WRITTEN TASK:
Can you repeat, word for word, the entries below from the line containing "Pick out the weathered" through the line containing "<point>7,122</point>", with both of those lines included?

EXTRACTED INFORMATION:
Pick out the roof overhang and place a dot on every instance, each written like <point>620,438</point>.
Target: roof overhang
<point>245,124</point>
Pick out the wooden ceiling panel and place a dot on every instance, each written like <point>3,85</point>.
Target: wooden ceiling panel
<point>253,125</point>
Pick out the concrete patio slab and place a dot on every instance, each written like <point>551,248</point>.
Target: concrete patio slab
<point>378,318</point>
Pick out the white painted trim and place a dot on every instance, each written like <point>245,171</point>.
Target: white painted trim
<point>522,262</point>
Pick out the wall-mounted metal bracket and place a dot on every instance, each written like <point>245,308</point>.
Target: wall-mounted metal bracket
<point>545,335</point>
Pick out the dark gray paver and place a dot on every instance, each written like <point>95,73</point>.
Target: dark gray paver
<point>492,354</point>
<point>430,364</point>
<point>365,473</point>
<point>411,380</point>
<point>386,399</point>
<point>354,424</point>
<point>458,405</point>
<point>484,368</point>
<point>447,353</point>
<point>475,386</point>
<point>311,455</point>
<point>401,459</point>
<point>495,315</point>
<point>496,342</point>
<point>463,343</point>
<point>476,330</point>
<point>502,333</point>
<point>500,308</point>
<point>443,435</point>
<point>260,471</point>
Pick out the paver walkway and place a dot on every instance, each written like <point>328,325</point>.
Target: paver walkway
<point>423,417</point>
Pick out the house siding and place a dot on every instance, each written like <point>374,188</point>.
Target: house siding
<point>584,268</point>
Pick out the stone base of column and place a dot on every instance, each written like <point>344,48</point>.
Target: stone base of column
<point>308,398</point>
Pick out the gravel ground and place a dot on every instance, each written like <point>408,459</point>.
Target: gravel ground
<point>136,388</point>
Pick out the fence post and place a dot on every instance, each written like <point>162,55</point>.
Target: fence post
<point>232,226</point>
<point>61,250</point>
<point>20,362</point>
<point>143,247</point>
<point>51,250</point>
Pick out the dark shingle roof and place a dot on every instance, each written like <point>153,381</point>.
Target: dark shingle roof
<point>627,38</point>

--

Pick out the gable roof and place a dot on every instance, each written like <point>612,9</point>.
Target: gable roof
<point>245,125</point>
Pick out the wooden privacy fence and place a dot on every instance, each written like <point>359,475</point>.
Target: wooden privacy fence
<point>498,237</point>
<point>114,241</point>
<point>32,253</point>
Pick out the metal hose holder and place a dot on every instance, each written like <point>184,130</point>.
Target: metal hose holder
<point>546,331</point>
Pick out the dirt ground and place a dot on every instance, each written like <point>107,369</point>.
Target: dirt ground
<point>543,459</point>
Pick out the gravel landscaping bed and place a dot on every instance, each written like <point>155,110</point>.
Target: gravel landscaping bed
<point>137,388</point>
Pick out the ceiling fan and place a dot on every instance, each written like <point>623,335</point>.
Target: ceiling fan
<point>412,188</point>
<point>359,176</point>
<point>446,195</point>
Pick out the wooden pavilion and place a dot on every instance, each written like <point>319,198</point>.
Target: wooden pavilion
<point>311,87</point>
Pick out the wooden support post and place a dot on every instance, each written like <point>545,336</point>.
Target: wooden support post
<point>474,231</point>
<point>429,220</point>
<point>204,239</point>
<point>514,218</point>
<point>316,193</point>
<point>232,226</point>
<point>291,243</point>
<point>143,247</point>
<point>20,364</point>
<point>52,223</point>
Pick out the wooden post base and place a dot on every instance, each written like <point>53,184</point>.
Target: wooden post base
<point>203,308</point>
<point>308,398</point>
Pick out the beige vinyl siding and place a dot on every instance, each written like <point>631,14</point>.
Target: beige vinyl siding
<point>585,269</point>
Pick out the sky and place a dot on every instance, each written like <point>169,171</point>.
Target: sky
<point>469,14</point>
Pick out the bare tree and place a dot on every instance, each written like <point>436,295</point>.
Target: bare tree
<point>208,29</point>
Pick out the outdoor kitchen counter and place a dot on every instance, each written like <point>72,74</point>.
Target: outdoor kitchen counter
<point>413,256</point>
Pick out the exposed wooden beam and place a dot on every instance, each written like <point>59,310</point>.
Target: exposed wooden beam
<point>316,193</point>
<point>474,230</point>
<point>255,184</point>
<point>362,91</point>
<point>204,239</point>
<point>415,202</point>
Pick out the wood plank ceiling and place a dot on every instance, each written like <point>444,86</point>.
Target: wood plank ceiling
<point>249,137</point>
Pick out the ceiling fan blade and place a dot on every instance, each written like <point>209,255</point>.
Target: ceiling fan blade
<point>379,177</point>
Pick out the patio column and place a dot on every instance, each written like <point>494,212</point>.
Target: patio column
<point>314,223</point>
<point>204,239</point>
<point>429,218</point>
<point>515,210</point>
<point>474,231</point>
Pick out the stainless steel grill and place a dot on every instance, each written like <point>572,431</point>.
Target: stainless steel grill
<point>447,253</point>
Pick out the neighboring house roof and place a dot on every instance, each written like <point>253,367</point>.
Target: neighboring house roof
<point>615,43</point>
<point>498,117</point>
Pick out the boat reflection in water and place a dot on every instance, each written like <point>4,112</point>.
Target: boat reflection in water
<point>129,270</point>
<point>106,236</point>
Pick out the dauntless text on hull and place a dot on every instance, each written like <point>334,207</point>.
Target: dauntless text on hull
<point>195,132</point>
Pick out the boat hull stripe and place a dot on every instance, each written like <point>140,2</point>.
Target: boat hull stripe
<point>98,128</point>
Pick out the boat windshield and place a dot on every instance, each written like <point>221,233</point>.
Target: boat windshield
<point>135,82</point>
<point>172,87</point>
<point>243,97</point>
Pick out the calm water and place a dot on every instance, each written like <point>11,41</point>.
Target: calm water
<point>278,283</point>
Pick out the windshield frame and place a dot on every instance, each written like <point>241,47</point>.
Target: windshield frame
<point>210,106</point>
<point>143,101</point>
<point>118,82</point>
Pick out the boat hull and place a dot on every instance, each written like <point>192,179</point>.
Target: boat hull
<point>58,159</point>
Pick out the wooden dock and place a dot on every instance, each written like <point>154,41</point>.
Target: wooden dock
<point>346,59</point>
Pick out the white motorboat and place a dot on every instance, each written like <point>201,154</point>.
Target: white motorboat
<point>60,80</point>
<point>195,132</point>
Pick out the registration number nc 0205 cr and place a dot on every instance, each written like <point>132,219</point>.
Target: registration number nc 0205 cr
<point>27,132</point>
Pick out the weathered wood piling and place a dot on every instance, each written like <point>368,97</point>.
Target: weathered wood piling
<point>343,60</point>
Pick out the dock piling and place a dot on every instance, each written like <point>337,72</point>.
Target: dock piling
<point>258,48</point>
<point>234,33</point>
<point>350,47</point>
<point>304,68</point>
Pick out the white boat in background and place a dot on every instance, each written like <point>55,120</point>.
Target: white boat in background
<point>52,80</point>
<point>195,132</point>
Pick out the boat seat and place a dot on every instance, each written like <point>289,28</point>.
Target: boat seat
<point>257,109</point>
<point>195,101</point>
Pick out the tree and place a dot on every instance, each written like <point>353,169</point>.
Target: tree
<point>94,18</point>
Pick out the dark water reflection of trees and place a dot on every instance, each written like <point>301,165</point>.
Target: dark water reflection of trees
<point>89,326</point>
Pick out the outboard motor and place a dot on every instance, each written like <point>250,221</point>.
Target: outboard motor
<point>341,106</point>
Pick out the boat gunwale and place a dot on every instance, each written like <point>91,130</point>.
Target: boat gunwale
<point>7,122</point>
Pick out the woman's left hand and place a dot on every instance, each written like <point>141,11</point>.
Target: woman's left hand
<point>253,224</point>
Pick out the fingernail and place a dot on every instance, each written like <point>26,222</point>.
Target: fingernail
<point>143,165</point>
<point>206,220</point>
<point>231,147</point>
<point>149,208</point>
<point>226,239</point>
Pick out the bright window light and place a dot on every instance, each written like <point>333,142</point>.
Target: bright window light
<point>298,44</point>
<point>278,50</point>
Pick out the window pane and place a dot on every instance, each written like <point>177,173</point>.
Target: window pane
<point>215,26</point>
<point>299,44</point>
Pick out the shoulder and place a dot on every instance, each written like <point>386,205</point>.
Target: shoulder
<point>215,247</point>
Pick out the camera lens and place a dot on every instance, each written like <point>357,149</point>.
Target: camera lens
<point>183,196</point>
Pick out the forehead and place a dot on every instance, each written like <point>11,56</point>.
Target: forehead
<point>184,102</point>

WORKED ANSWER:
Pick out the weathered wood piling and place a dot on every instance, each written like <point>368,97</point>.
Target: weathered wood piling
<point>343,60</point>
Pick out the dock piling and place a dot on every instance, each written like <point>337,72</point>.
Target: dock piling
<point>258,48</point>
<point>234,33</point>
<point>350,47</point>
<point>304,68</point>
Pick out the white boat in background and place a dot on every instance, each written like <point>55,120</point>.
Target: white boat in background
<point>52,80</point>
<point>195,132</point>
Pick out the boat seat and place a dot on every instance, each written like <point>289,28</point>.
Target: boat seat
<point>257,109</point>
<point>195,101</point>
Pick out the tree and place a dot on every instance, each written like <point>353,169</point>.
Target: tree
<point>94,18</point>
Pick out the dark water reflection of trees and place a dot on every instance, each written like <point>301,165</point>.
Target: dark water reflection of trees
<point>89,326</point>
Pick out the outboard motor and place a dot on every instance, each written like <point>250,221</point>.
Target: outboard motor
<point>341,106</point>
Pick out the boat gunwale and place a dot on every instance, each written like <point>91,130</point>.
Target: boat gunwale
<point>7,122</point>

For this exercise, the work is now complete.